*TASK PROMPT:* In the records below, find each line with the word "positive" and copy it.

--------------------------------------------------

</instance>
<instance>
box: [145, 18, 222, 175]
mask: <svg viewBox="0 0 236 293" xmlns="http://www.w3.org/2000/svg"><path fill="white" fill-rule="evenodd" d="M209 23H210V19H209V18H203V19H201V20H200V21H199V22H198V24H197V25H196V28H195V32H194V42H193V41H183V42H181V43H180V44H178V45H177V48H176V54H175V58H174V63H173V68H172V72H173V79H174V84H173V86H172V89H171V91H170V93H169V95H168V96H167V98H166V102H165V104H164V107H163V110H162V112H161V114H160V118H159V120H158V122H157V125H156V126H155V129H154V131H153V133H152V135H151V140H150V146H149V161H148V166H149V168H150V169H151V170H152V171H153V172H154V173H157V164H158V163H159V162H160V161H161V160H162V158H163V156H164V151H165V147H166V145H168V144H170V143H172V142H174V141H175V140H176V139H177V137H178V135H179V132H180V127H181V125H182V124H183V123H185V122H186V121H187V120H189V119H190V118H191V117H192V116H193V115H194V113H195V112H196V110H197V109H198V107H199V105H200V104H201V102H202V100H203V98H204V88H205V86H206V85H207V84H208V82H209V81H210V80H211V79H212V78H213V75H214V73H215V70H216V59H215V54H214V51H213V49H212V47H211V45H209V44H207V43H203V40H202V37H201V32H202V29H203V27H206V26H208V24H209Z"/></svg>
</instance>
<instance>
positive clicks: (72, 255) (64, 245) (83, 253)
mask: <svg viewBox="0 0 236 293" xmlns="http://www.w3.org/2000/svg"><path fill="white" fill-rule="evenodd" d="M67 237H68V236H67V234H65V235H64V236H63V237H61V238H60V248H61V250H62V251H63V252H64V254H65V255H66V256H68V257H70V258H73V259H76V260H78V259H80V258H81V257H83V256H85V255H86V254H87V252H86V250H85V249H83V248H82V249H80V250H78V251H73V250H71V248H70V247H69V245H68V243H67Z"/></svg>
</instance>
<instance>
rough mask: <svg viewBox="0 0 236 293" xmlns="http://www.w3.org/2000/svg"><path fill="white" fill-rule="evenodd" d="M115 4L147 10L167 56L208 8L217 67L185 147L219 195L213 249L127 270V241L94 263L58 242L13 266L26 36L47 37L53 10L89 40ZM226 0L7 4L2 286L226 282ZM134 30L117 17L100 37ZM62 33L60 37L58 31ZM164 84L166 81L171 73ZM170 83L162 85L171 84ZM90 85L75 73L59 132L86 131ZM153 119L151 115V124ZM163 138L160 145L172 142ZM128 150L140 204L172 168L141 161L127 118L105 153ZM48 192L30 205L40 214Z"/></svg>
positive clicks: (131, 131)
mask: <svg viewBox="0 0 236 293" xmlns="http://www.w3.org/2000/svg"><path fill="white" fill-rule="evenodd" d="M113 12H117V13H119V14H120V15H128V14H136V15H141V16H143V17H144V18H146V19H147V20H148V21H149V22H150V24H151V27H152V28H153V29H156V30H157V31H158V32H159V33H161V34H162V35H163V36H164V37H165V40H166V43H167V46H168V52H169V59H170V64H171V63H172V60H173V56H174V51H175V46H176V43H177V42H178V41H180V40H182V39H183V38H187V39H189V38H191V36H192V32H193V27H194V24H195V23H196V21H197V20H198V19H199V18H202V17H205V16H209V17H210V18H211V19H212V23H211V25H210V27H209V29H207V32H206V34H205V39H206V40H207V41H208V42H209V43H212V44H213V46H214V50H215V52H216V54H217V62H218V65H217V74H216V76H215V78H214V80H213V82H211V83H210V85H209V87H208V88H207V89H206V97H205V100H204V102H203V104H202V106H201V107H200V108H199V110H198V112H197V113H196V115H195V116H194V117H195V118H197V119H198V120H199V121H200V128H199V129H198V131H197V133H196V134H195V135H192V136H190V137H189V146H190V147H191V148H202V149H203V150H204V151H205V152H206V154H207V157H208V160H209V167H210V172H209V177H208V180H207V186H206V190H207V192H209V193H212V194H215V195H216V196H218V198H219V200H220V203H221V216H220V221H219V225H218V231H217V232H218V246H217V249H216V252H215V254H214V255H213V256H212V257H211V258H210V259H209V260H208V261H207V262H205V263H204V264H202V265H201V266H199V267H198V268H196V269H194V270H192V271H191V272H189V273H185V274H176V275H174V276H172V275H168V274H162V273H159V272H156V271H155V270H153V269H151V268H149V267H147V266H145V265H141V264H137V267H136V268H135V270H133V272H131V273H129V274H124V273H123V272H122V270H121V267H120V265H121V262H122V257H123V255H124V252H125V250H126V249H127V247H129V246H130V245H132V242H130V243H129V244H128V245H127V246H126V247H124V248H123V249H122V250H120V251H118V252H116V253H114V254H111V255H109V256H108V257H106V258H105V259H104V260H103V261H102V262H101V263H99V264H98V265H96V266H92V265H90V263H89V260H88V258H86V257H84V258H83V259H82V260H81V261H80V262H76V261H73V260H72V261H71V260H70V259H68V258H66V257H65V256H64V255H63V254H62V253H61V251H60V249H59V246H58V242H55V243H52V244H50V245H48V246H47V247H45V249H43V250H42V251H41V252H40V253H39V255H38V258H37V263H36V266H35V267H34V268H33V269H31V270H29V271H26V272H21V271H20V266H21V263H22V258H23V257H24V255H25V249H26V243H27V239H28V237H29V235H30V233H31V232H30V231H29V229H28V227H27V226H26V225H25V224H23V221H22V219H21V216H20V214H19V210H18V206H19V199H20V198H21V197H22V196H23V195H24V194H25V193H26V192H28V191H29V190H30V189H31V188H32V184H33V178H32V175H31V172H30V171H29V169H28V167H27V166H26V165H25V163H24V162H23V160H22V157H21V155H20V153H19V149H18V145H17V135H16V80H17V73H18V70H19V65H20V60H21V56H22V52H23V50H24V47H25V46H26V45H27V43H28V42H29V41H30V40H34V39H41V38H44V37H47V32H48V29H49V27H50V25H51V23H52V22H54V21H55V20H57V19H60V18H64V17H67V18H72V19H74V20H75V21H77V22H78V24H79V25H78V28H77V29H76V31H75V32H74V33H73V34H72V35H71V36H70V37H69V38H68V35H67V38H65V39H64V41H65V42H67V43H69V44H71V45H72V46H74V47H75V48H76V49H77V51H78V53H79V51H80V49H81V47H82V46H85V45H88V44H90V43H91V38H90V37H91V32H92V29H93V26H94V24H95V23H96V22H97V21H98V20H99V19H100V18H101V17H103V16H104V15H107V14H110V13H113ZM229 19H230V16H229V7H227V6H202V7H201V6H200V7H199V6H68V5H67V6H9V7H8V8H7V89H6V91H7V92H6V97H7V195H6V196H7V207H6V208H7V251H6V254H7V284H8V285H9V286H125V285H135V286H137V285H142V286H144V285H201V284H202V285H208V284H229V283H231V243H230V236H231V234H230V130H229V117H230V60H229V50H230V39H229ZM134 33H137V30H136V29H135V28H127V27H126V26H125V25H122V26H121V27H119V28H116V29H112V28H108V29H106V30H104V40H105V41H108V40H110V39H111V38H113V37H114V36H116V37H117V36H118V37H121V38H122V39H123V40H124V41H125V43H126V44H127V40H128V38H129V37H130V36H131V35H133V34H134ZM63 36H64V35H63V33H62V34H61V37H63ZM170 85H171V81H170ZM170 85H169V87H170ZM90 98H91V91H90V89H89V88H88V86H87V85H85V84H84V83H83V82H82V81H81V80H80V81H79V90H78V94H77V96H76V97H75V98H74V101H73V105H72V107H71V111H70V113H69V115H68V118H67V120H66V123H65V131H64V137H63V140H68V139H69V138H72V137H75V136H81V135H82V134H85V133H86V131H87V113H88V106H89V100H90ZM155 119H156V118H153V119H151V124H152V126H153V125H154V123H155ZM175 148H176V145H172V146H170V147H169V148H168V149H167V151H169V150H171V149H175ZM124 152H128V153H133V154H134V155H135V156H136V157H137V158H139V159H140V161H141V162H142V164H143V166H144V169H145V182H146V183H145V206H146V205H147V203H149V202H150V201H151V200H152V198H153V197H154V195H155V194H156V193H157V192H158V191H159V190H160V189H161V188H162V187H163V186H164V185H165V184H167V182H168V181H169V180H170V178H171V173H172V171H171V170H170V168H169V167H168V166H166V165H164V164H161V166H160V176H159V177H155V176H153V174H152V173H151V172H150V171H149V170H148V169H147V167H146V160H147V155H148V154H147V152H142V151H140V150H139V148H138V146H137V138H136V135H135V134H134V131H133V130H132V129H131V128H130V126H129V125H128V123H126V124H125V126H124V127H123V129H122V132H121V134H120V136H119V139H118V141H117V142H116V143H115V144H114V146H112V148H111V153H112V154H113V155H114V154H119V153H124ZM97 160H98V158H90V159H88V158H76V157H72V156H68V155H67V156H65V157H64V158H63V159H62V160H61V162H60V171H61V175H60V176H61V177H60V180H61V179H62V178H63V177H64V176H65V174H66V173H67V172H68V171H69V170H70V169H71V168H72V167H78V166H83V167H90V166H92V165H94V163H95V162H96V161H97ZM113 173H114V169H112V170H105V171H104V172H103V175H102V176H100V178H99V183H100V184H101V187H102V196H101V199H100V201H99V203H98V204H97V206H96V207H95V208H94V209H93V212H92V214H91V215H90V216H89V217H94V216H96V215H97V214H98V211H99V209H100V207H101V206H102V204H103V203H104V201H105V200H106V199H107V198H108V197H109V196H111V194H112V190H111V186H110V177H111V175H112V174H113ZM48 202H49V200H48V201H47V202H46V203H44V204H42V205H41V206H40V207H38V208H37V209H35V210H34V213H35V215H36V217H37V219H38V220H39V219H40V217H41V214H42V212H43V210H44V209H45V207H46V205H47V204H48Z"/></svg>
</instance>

--------------------------------------------------

*ANSWER FOR THIS EXERCISE:*
positive clicks: (72, 255) (64, 245) (83, 253)
positive clicks: (131, 131)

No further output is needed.